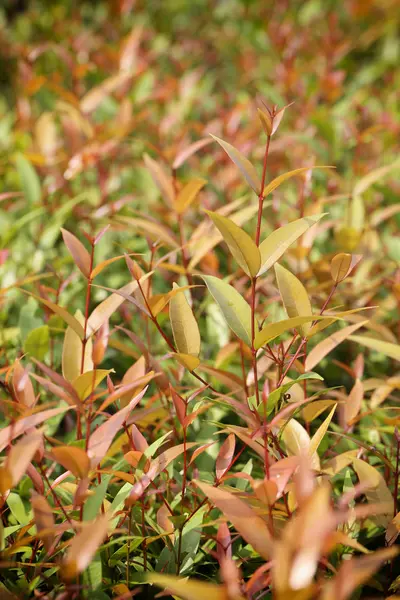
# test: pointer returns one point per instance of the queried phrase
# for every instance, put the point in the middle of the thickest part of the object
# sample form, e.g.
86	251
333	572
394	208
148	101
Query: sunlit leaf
234	307
250	526
274	246
78	252
242	247
294	296
244	165
184	325
73	459
84	546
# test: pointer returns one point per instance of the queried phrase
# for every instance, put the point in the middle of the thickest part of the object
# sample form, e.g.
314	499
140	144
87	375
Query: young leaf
84	546
252	527
294	296
73	459
387	348
244	165
274	246
105	309
242	247
184	325
72	352
377	492
328	344
234	307
225	456
188	194
273	330
341	266
78	252
270	187
189	589
161	179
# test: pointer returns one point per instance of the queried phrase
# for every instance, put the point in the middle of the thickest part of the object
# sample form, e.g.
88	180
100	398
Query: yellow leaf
189	589
234	307
73	459
72	352
294	296
105	309
320	433
186	360
270	187
184	325
387	348
377	492
61	312
244	165
273	330
84	546
86	383
242	247
273	247
328	344
250	526
188	194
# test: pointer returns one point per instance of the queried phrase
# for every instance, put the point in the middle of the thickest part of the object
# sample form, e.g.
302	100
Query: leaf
37	342
186	360
297	442
105	309
250	526
73	459
84	546
29	179
225	456
387	348
294	296
277	394
162	181
86	383
242	247
244	165
78	252
101	439
320	433
189	589
377	491
72	352
61	312
19	458
342	264
234	307
273	330
44	520
353	402
270	187
9	433
274	246
184	325
328	344
188	194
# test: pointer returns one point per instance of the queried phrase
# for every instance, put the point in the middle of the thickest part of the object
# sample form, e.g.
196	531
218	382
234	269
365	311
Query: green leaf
37	342
29	179
273	247
243	164
277	394
242	247
234	307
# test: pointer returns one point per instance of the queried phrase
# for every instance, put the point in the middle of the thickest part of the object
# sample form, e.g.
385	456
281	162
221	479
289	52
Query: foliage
199	300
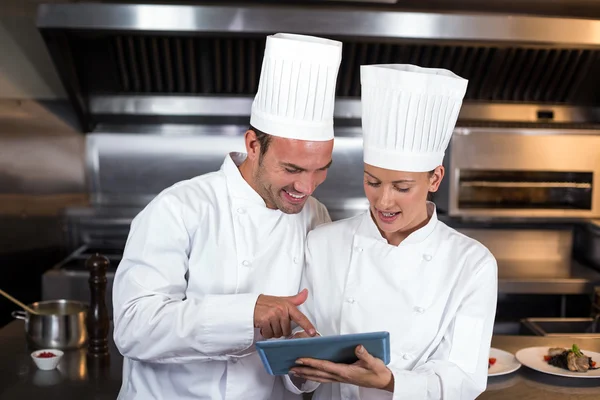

☆ ☆ ☆

Copy the records exactly. Skip any pictures.

# [The completed task]
# test: pointer returns one point per instance of the queried phrase
# for every instance, put the point in the middle of the thickest part of the object
# sample form, e.g.
86	251
333	572
394	208
148	101
Query: sunlit leaf
234	307
250	526
274	246
78	252
242	247
294	296
244	165
184	325
73	459
84	546
# test: pointer returns one point per instance of the queried phrase
# for every instance, put the point in the middle of the thickest part of the object
# sample form, e.g.
314	499
140	144
87	375
Query: young leaf
84	546
252	527
294	296
73	459
387	348
244	165
274	246
105	309
242	247
184	325
72	352
377	492
328	344
234	307
225	456
188	194
273	330
341	266
78	252
270	187
189	589
161	179
# test: pointer returns one point per instance of the queried phrase
# for every instance, put the point in the middle of the thickest part of the object
# sample form, e.g.
88	180
100	398
Query: yellow leaf
189	589
234	307
73	459
72	352
294	296
105	309
320	433
186	360
270	187
184	325
387	348
377	492
61	312
244	165
273	330
84	546
86	383
242	247
273	247
328	344
250	526
188	194
# test: pointer returns one point per instance of the queried phrase
# for every instance, put the point in the middle of the thickest part of the object
# sample form, e.g.
302	100
Query: leaf
37	342
186	360
297	442
105	309
250	526
73	459
84	546
29	179
225	456
387	348
294	296
277	394
162	181
86	383
242	247
244	165
78	252
101	439
320	433
189	589
377	491
72	352
61	312
19	458
342	264
234	307
273	330
44	520
353	402
270	187
9	433
274	246
184	325
328	344
188	194
# test: pointer returns one point per instance of the queried phrase
# for every instance, put the point in the middle of the thickest part of the object
# sample form, e.g.
196	531
218	382
234	269
365	311
Query: green leaf
37	342
29	179
273	247
243	164
277	394
242	247
234	307
# test: pointer returns one point per instance of the queried phrase
# for every instance, put the point in the middle of the thickest part of the object
# sample form, e.g.
385	456
281	162
221	479
289	52
Query: foliage
199	300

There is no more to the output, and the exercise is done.